_Brano fornito_.

Secondo l’art. 2934 c.c. «ogni diritto si estingue per prescrizione quando il titolare non lo esercita per il tempo determinato dalla legge». Dunque, la prescrizione è l’estinzione di un diritto dovuta al mancato esercizio da parte del soggetto titolare entro un termine stabilito dalla legge.
Il termine ordinario di prescrizione è decennale, ma l’art. 2946 c.c. fa salvi i casi in cui la legge disponga diversamente. Fanno eccezione, ad esempio, i crediti di lavoro in quanto il codice civile prevede un termine di prescrizione di 5 anni per
- tutto ciò che deve pagarsi periodicamente ad anno o in termini più brevi (art. 2948, comma 1, n. 4);
- le indennità spettanti per la cessazione del rapporto di lavoro (art. 2948, comma 1, n. 5).
Da quando decorre il termine di prescrizione?
La decorrenza della prescrizione è disciplinata dall’art. 2935 c.c. secondo cui «la prescrizione comincia a decorrere dal giorno in cui il diritto può essere fatto valere», principio che – applicato ai crediti di lavoro – implica la decorrenza della prescrizione dal momento in cui matura il diritto a ogni singola prestazione salariale e, dunque, anche durante il rapporto di lavoro.

_Estratti dell'elenco_.

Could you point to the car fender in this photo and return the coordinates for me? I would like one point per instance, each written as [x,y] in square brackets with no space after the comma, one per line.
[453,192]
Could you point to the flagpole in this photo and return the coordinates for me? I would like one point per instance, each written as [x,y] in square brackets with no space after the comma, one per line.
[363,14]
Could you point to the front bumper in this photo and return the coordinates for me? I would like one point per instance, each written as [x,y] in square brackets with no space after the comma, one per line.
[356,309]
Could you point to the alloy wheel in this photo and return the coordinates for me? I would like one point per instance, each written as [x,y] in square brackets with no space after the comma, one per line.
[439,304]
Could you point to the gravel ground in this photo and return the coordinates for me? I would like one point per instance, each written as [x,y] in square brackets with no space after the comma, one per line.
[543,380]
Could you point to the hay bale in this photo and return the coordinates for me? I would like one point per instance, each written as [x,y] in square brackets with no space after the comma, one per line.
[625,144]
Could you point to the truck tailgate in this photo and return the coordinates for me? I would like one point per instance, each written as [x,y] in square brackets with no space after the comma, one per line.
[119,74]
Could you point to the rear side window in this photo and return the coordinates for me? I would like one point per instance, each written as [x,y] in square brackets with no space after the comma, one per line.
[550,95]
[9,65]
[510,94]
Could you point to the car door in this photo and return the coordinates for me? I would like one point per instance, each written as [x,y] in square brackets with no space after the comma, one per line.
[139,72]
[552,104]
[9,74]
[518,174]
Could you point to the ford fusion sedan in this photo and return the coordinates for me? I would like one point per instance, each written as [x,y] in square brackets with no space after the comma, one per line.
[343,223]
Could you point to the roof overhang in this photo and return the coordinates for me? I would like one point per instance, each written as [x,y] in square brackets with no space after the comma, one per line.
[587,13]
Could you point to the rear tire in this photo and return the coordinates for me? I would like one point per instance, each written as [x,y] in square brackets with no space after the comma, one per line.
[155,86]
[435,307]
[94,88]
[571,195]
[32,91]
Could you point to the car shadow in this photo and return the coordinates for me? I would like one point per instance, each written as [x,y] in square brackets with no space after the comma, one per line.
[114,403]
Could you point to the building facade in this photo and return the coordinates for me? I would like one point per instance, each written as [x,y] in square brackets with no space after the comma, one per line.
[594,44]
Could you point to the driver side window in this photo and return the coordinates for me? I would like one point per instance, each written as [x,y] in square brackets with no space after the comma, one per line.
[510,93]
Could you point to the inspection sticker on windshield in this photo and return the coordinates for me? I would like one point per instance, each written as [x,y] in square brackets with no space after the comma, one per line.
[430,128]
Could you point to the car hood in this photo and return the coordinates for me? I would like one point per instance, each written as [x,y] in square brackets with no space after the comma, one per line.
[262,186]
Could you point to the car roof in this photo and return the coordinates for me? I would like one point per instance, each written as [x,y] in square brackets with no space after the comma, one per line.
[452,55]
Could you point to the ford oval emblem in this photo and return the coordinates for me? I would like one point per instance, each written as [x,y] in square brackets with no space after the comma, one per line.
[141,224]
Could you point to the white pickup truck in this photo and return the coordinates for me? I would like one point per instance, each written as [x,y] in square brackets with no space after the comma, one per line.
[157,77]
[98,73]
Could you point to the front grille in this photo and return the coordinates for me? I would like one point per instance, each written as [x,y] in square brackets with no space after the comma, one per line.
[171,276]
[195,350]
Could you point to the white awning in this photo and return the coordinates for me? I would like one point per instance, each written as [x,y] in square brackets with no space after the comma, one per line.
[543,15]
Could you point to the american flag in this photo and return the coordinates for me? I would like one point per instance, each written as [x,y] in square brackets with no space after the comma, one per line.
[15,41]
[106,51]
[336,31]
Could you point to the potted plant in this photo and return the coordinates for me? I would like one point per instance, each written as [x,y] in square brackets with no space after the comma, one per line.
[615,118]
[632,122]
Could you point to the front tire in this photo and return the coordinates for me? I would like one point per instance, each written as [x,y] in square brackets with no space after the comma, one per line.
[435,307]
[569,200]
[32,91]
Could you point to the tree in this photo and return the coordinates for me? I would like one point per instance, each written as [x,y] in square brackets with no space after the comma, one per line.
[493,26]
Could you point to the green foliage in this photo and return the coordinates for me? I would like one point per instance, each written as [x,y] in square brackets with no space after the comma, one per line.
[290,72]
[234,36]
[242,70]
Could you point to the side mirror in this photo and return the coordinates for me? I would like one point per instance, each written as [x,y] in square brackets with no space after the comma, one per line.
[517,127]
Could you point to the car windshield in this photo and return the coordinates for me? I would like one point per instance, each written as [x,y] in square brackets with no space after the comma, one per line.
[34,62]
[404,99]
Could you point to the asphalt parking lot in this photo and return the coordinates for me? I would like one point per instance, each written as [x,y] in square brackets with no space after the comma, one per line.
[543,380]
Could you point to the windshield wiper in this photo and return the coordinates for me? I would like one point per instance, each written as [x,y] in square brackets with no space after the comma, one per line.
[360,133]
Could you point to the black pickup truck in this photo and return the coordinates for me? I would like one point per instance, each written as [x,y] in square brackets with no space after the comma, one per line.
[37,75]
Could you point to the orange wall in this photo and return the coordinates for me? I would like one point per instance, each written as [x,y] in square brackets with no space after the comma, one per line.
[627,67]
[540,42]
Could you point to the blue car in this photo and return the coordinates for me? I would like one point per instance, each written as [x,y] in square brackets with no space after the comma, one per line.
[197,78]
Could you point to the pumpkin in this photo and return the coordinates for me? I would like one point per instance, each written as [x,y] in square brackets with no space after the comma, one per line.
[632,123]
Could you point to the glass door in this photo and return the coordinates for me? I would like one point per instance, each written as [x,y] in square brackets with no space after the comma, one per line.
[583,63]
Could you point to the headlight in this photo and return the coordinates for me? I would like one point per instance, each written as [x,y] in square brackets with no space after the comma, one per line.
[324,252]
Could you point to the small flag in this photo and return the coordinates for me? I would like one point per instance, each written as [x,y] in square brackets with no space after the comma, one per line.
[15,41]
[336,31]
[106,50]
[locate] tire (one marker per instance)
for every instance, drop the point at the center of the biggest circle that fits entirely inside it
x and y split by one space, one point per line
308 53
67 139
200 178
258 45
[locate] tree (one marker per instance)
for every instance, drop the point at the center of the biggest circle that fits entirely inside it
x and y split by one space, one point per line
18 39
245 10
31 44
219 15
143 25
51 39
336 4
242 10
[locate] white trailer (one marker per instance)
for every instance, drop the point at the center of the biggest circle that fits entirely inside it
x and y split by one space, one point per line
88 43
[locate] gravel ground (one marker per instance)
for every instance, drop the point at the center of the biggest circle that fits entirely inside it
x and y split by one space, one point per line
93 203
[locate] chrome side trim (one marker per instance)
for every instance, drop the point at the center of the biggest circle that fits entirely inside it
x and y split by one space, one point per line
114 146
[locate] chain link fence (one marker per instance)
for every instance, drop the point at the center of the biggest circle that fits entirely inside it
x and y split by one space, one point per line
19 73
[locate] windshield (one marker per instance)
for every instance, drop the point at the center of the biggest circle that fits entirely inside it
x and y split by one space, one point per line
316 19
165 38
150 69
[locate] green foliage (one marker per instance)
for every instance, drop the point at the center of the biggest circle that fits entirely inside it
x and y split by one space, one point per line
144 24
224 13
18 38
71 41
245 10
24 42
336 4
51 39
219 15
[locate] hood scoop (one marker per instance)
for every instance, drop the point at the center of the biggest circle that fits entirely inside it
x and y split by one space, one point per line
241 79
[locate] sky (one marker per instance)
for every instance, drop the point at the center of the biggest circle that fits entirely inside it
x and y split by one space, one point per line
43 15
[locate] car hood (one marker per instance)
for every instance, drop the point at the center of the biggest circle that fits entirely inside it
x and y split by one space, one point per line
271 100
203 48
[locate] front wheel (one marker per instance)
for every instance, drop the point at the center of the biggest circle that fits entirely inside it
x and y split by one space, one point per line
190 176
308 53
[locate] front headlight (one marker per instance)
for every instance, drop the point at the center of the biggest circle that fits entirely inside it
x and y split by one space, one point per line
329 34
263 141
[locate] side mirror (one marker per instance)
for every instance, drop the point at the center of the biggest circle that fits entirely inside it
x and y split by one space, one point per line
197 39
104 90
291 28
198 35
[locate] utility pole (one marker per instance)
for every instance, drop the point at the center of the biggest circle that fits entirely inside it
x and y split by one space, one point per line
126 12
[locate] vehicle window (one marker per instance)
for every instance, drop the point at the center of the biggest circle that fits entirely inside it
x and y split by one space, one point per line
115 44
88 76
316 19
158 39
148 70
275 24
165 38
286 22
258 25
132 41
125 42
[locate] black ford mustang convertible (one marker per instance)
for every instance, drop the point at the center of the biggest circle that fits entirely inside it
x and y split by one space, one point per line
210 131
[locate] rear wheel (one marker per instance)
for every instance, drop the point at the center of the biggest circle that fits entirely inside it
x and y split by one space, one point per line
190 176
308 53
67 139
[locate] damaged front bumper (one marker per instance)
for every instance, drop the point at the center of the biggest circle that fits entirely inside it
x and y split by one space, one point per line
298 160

_Serie di consegne_.
a – Trascriva dal testo sulla prescrizione il passo compreso tra «Da quando decorre» e «rapporto di lavoro.», estremi inclusi.
b – Indichi se ciascuna delle seguenti affermazioni concorda con il testo sulla prescrizione, rispondendo sì o no e citando alla lettera le parole del testo che lo stabiliscono: (i) il termine ordinario di prescrizione è quinquennale; (ii) per le indennità spettanti per la cessazione del rapporto di lavoro il codice civile prevede un termine di prescrizione di 5 anni; (iii) per i crediti di lavoro la prescrizione può decorrere anche durante il rapporto di lavoro.
c – Prosegua il testo sulla prescrizione a partire dal punto in cui si arresta.

_Soluzioni degli esercizi_.
a –
Da quando decorre il termine di prescrizione?
La decorrenza della prescrizione è disciplinata dall’art. 2935 c.c. secondo cui «la prescrizione comincia a decorrere dal giorno in cui il diritto può essere fatto valere», principio che – applicato ai crediti di lavoro – implica la decorrenza della prescrizione dal momento in cui matura il diritto a ogni singola prestazione salariale e, dunque, anche durante il rapporto di lavoro.

b –
(i) No: «Il termine ordinario di prescrizione è decennale».
(ii) Sì: «il codice civile prevede un termine di prescrizione di 5 anni per» … «le indennità spettanti per la cessazione del rapporto di lavoro».
(iii) Sì: «implica la decorrenza della prescrizione dal momento in cui matura il diritto a ogni singola prestazione salariale e, dunque, anche durante il rapporto di lavoro».

c –
Tuttavia, la giurisprudenza ha ritenuto che la peculiarità del rapporto di lavoro incida sull’applicazione dell’art. 2935 c.c.: la situazione psicologica del dipendente, contraente più debole interessato alla conservazione del posto di lavoro e condizionato dal timore del licenziamento, gli impedisce di sentirsi “libero” di far valere i propri crediti retributivi in costanza di rapporto.
È questo il presupposto di una storica sentenza della Corte costituzionale degli anni ’60 che dichiarò costituzionalmente illegittima – per contrasto con l’art. 36 Cost. – la decorrenza durante il rapporto di lavoro della prescrizione del diritto alla retribuzione (C. cost. 63/1966).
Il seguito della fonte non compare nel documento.